Record excerpts —
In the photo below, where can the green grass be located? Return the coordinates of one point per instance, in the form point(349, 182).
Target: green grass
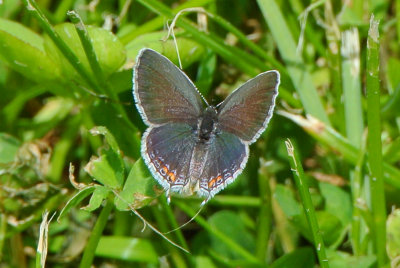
point(70, 135)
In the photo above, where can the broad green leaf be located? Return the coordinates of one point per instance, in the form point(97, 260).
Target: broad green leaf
point(76, 199)
point(128, 138)
point(100, 193)
point(109, 50)
point(339, 259)
point(55, 109)
point(300, 258)
point(100, 130)
point(393, 234)
point(140, 188)
point(8, 148)
point(233, 226)
point(204, 261)
point(287, 202)
point(108, 169)
point(23, 49)
point(127, 249)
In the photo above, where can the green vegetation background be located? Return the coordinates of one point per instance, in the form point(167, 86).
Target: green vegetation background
point(70, 134)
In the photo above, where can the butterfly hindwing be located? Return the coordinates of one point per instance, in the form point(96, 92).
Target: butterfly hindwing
point(247, 111)
point(167, 151)
point(162, 92)
point(226, 158)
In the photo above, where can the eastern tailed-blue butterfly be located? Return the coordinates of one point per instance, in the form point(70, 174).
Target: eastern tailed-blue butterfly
point(189, 148)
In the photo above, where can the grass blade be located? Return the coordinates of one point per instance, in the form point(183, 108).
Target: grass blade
point(298, 174)
point(294, 62)
point(374, 144)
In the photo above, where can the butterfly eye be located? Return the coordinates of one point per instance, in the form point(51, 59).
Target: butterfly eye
point(156, 163)
point(164, 171)
point(171, 177)
point(227, 175)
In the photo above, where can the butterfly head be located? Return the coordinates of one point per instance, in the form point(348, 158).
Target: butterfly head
point(208, 124)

Written instruction —
Copy out the data again, changing every "photo" to "image" and keeping everything else the same. Omit the pictures.

Output —
In the image below, where can the green grass be located? Return the coordinates of one point per instance, in the form point(349, 182).
Target: green grass
point(70, 135)
In the image above, where can the broad green leaf be located? Return the coordinates of one point per instance, in the form point(97, 260).
Target: broad green leaf
point(76, 199)
point(128, 138)
point(100, 193)
point(109, 50)
point(339, 259)
point(55, 109)
point(300, 258)
point(100, 130)
point(393, 234)
point(140, 188)
point(8, 148)
point(233, 226)
point(204, 261)
point(287, 202)
point(108, 169)
point(23, 49)
point(127, 249)
In the image above, where can the green vegetation background be located? Return the coordinates of one point per instance, in the form point(167, 86).
Target: green vegetation background
point(70, 134)
In the image above, where can the butterfly hindwing be located? Return the coordinates of one point per instance, in the form point(96, 92).
Target: butterfly hindwing
point(247, 111)
point(167, 151)
point(162, 92)
point(226, 158)
In the image above, where can the eastern tailed-blue butterfly be located? Return the coordinates of one point per instance, in the form point(70, 174).
Target: eastern tailed-blue butterfly
point(189, 148)
In the image above, where can the grass blade be located? Return the coordinates of one point per instance, in the form point(183, 108).
Target: grass blade
point(298, 174)
point(294, 62)
point(374, 144)
In the image above, where can the butterfly eye be located? Return the coordinates of one point per instance, in the form point(51, 59).
Target: butterfly eye
point(156, 163)
point(164, 171)
point(171, 177)
point(227, 175)
In the image above, where can the butterfly head be located? Return the coordinates of one point per instance, in the form point(348, 158).
Target: butterfly head
point(208, 124)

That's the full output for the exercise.